Written request 1:
In the passage on labeling observed objects against truth catalogs, what radius is used when querying around the object and truth tables?
Written request 2:
From the passage on labeling observed objects against truth catalogs, list every category in the numbered list of object labels.
Written request 3:
Continue the passage on labeling observed objects against truth catalogs, picking up after its final sentence.

Excerpt provided:
========================================================================

To accurately label observed objects, we require the truth catalogs used in the simulation which are found at /sdf/data/rubin/shared/ops-rehearsals/ops-rehearsal-3/imSim_catalogs. The truth catalogs for this run include galaxies, stars, and solar system objects of which we only consider the galaxies and stars. The input truth catalog for solar system objects does not include an i-magnitude and while they will cause blending, difference imaging is likely to offer much better mitigation of these sources than deblending.

Matching#

We label objects in the observed catalog into one of 7 categories:

  1. Isolated Star

  2. Isolated Galaxy

  3. Galaxy + Galaxy Blend (G+G)

  4. Star + Star Blend (S+S)

  5. Galaxy + Star Blend (G+S)

  6. Miscellaneous

  7. No Match

  8. No Match after Magnitude Cut

We use a similar scheme from SITCOMTN-128 where we query around the object and truth tables (using 1’’ radius) however instead of focusing on the counts of matches, we focus on the classification of star or galaxy in the truth matches. It is important to note that we do apply the same cuts on the truth matches as in SITCOMTN-128 where there is a magnitude cut on band X (\(m_X < m_b\)) and a maximum magnitude difference between a truth object and the brightest truth match in band X (\(\Delta_X < m_\Delta.\)) We can also apply a magnitude limit on the observed catalog, an example below with requiring that objects be brighter than some magnitude \(m^O_b\). After applying these cuts we classify observed objects:

  • An object that matches to a single star or galaxy gets mapped to “isolated star” and “isolated galaxy” respectively.

  • An object with 2 truth matches and a single observed match is a type of unrecognized blend specified into three subcategories (G+G, S+S, G+S)

  • An object with 3 or more truth matches to one or more single observed object is classified as Miscellaneous

  • An object with no match or no match after applying the magnitude cut is put in the last two categories.

_images/object_class_example.png

Fig. 1 Example distribution of objects in a co-add.#

Star Galaxy Classification#

Once objects are classified we focus on three metrics: purity, blend rate, and non-blend misclassification.

\[\textrm{Purity} = \frac{\textrm{Number of isolated stars/galaxies per bin }}{\textrm{Total number of observed stars/galaxies per bin }}\]
\[\textrm{Blend Rate} = \frac{\textrm{Number of blended objects (G+G, S+S, G+S, Misc) per bin }}{\textrm{Total number of observed stars/galaxies per bin }}\]
\[\textrm{Non-blend Misclassification} = \frac{\textrm{Number of isolated galaxies/stars per bin }}{\textrm{Number of observed stars/galaxies per bin }}\]

Note that

\[\textrm{Purity} + \textrm{Blend Rate} + \textrm{Non-blend Mis.} \lessapprox 1\]

due to the last two categories, “No Match” and “No Match after Magnitude Cut.”

Magnitude#

We bin objects based on their \(i\)-magnitude and present the three metrics for visits versus and a co-add.

========================================================================

[Entries pointing to labeled objects]

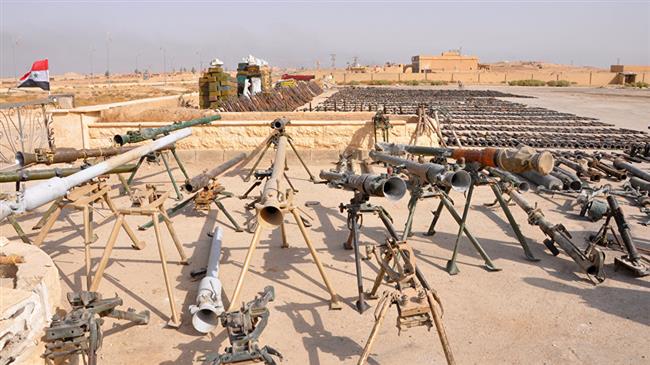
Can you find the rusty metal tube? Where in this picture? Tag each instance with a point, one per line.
(202, 180)
(270, 210)
(432, 173)
(56, 187)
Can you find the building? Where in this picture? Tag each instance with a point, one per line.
(447, 61)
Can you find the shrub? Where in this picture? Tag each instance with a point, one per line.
(527, 83)
(559, 83)
(438, 82)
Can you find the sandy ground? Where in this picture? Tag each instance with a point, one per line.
(542, 312)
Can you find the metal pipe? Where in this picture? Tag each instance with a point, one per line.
(208, 307)
(202, 180)
(640, 184)
(390, 187)
(547, 181)
(56, 187)
(30, 175)
(432, 173)
(151, 133)
(631, 169)
(272, 197)
(518, 160)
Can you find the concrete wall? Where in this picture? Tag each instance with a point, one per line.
(581, 78)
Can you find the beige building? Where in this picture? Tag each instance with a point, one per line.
(447, 61)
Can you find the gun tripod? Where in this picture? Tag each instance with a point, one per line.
(151, 205)
(445, 201)
(272, 140)
(286, 207)
(156, 156)
(203, 199)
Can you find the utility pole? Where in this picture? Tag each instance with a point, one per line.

========================================================================

Exercise output 1:
A radius of 1''.

Exercise output 2:
Isolated Star; Isolated Galaxy; Galaxy + Galaxy Blend (G+G); Star + Star Blend (S+S); Galaxy + Star Blend (G+S); Miscellaneous; No Match; No Match after Magnitude Cut

Exercise output 3:
_images/visit_imag.png

Fig. 2 Star-galaxy classification purity, blend fraction, and non-blend misclassification rates against observed i-magnitudes from a single visit.#

_images/visit_imag2.png

Fig. 3 Another example of star-galaxy classification on a different visit. This is using smaller bins than the example above to highlight the plateau of stellar purity at 23 \(i\)-mag.#

_images/coadd_mag.png

Fig. 4 Star-galaxy classification purity, blend fraction, and non-blend miscassification against observed i-magnitudes on deep coadds. We are much better at galaxy classification at the faint end when compared to the single visit.#

In single visits we see a drop in galaxy classification at around \(i \sim 24\) and a similar drop at around \(i \sim 23\) for stars. When coadding, the drop in stars is shifted to slighly deeper magnitudes while enabling detection of far fainter galaxies. Coadding helps tremendously with galaxy identification.

Seeing and Stellar Density#

We expect our star-galaxy classification scheme to vary with stellar density. However, the seeing of a visit will also affect the number of objects detected as extendeded (galaxies).

As seen in Fig. 2 and Fig. 3 the stellar classification starts very close to one and then drops off at some magnitude whereas the galaxy classification has less uniform behavior. We can use the drop in stellar purity, specifically the magnitude at which we have 50% stellar purity, to characterize the pipeline classification

As seen in those examples, there are times the stellar purity does not drop down to 0 in our magnitude range or has a very noisy tail. To account for this we fit a Fermi-Dirac (FD) distribution to the stellar purity and then have an analytic expression for the 50% purity. The distribution takes the form

\[P(m) = \frac{1}{e^{\beta(m - m_0)} + 1}\]

where the fitted parameter \(m_0\) is the 50% purity magnitude ( \(\beta\) is a nuisance parameter).

An example is shown below in Fig. 5.

_images/FD_survivalfunction.png

Fig. 5 An example fit to stellar purity.#

For each visit we then have the true stellar/galaxy/object density, observed stellar/galaxy/object density, and seeing. For \(i\)-band visits we label objects, calculate the classification metrics (purity, blend fraction, and non-blend misclassification), fit a FD distribution, and extract a 50% purity.

In Fig. 6 we see that with lower seeing we are able to see deeper (fainter 50%) but it is quite dependent on stellar density where, paradoxically, the higher the density, the less the seeing matters. In the next plot, Fig. 7, we see that for a density there is anywhere from a .25 to 1 magnitude improvement with better seeing.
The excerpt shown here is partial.